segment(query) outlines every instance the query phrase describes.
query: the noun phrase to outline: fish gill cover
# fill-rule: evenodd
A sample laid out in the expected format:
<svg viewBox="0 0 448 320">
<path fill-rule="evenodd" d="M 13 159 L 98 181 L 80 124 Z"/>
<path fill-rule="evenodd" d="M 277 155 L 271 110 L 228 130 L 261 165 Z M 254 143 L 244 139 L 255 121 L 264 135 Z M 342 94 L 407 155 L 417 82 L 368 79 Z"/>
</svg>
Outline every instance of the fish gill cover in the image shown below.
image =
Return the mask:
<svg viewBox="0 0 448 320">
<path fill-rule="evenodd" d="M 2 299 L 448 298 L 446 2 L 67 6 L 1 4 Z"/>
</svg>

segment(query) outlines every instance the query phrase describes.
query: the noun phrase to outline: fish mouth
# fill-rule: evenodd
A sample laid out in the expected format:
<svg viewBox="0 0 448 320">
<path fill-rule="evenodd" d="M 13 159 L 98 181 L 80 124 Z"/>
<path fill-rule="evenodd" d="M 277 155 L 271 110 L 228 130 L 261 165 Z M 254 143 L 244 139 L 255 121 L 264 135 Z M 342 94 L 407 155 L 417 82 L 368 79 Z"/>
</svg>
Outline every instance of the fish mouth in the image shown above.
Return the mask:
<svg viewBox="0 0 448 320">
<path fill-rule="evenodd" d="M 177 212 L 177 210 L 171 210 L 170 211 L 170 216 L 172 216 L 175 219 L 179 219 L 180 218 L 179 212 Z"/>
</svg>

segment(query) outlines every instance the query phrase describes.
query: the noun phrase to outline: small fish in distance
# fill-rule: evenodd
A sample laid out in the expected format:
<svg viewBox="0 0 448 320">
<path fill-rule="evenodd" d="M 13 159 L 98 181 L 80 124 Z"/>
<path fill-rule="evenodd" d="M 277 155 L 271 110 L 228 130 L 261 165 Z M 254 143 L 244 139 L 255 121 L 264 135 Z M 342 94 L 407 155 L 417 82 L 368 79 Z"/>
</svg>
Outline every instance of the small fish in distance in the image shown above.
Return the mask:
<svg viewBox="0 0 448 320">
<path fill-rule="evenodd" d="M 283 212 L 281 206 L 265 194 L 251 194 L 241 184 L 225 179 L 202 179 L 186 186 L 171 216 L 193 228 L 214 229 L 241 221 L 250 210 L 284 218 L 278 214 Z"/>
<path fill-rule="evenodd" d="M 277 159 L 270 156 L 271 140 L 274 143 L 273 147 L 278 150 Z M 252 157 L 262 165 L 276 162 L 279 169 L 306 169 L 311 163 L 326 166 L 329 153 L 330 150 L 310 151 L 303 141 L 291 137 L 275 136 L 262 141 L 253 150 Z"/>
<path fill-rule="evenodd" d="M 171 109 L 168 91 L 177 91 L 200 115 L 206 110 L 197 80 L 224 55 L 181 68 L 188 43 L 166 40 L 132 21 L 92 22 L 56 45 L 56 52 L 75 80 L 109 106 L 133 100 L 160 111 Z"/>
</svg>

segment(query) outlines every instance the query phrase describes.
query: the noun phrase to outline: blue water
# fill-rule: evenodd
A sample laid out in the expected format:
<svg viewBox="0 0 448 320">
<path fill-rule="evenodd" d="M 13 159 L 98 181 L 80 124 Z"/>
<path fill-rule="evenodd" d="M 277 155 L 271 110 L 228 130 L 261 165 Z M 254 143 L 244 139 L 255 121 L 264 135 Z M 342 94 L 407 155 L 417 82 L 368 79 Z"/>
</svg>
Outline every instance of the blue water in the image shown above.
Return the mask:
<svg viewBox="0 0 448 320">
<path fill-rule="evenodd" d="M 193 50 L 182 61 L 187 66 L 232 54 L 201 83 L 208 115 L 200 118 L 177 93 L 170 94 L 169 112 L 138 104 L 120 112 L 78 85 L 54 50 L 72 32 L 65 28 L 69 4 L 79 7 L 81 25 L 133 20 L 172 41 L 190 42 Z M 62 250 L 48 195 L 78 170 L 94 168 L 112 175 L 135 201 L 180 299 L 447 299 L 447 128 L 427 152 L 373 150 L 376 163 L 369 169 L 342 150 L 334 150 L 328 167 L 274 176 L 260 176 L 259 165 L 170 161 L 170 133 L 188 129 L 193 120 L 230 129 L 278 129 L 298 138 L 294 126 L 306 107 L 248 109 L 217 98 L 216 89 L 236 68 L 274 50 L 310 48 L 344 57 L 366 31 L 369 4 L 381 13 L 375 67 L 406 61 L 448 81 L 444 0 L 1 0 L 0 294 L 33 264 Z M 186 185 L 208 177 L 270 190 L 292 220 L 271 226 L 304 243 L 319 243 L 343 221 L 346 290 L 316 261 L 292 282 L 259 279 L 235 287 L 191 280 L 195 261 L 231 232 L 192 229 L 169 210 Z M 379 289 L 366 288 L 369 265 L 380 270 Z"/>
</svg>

===============

TASK TO COMPLETE: Search the preceding listing for "noun", then copy every line that holds it.

RESPONSE AREA:
query: the noun phrase to outline: fish gill cover
query: the noun phrase to outline: fish mouth
query: the noun phrase to outline: small fish in distance
query: the noun phrase to outline: blue water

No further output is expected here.